Check your understanding:
1. In the passage on DNA damage checkpoints, what was elevated replication in the presence of DNA damage in AT cells called?
2. Please continue the passage on DNA damage checkpoints from its final sentence.

Passage shown:
........

The study of checkpoints began with the realization that cell-cycle effects were not a passive consequence of DNA damage itself but an active regulatory response [2]. The first example of checkpoint regulation was in primary cells from patients suffering from Ataxia Telangiectasia (AT), a syndrome characterized by developmental defects, cancer predisposition and hypersensitivity to ionizing radiation. AT cells were shown to harbor a mutation in the Ataxia Telangiectasia Mutated (ATM) gene, and display a defect in the reduction of DNA synthesis in response to IR [25, 27, 28]. Elevated replication in the presence of DNA damage in AT cells was termed radioresistant DNA synthesis (RDS). RDS was subsequently found to be a common phenotype of checkpoint mutants from yeast to humans [29, 30].

The AT RDS phenotype appeared to be primarily origin based. AT cells lacked the steep initial decline in DNA synthesis in response to low doses of IR. Analysis by both alkaline sucrose gradient centrifugation and autoradiography indicated that ATM mutants lacked control of origin firing in response to IR [16, 28, 31, 32]. Thus, AT cells were proposed to display RDS due to an inability to prevent origin firing.

The role of ATM in regulating fork progression is less clear. First of all, fork slowing was observed only in response to high doses of radiation and most studies concentrated on the low dose results [28, 33–35]. In a few cases, AT cells slowed replication fork progression as well as wild-type controls [33]. Indeed, both wild-type and ATM mutants display an identical shallow component suggesting the shallow portion of the dose response curve be a checkpoint-independent physical blockage of replication forks [27]. However, both genetic results and data obtained using physical techniques discussed later in this review suggest that fork progression is, in fact, regulated by ATM.

........

Recorded information:
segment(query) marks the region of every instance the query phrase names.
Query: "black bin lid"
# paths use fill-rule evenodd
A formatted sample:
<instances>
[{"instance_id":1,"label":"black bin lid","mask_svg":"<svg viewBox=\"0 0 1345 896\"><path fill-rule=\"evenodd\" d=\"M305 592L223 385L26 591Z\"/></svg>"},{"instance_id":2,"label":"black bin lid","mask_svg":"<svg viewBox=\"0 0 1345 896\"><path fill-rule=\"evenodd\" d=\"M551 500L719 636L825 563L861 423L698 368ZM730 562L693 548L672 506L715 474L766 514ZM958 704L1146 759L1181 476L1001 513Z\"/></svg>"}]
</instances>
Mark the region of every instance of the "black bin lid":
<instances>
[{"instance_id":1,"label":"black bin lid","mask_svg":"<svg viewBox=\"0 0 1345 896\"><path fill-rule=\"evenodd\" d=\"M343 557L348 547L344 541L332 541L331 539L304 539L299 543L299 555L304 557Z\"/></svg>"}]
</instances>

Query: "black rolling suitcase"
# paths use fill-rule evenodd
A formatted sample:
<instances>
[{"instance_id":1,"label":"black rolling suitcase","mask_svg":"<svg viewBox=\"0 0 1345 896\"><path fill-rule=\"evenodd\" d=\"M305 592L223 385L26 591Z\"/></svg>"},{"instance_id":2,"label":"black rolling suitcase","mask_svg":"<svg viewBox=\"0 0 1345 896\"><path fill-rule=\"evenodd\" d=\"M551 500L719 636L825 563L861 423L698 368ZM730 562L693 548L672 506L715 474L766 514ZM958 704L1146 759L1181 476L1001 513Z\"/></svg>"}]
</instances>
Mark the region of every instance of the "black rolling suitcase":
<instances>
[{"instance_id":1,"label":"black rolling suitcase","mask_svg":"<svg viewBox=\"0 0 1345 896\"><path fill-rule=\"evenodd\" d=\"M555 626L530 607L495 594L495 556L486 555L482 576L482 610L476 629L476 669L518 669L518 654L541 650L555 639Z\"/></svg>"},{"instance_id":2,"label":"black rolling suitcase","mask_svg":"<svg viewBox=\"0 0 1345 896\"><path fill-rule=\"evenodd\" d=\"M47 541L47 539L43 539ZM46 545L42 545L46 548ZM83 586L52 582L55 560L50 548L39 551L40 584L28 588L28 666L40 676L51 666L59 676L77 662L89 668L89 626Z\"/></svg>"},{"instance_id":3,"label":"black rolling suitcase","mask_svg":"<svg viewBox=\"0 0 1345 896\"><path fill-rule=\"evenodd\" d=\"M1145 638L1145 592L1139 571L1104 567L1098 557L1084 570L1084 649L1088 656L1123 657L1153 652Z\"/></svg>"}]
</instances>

........

Answers to the problems:
1. Radioresistant DNA synthesis (RDS).

2.
Checkpoint regulation of origin firing

Checkpoint inhibition of origin firing is by necessity a global response to DNA damage. To prevent origins from firing, checkpoint components must act at origins distant from sites of DNA damage. Consistent with this idea, low doses of IR inhibit origin clusters not necessarily directly impacted by DNA damage and episomal DNA synthesis is prevented even when only nuclear DNA damaged by IR [16, 18, 36, 37].

Significant progress has been made in elucidating the mechanism underlying checkpoint-regulation of origins in higher eukaryotes. Activation of either ATM or the ATM and Rad3-related (ATR) kinase prevents replication in vitro in Xenopus extracts [38, 39]. In vertebrates, ATM activates Chk2 which then phosphorylates Cdc25A promoting its degradation [40, 41]. Likewise, ATR activates Chk1, leading to the degradation of Cdc25A in response to UV [42, 43]. Degradation of Cdc25A phosphatase prevents dephosphorylation and activation of the Cdk2-CyclinE complex thereby preventing the loading of the Cdc45 replication initiation protein onto origins and thus inhibiting origin firing [41].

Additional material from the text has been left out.